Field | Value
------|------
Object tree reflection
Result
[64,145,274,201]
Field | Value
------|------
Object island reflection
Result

::::::::

### GIVEN TASK
Copy all of the material above again, word for word and line for line.

### EXERCISE RESULT
Field | Value
------|------
Object tree reflection
Result
[64,145,274,201]
Field | Value
------|------
Object island reflection
Result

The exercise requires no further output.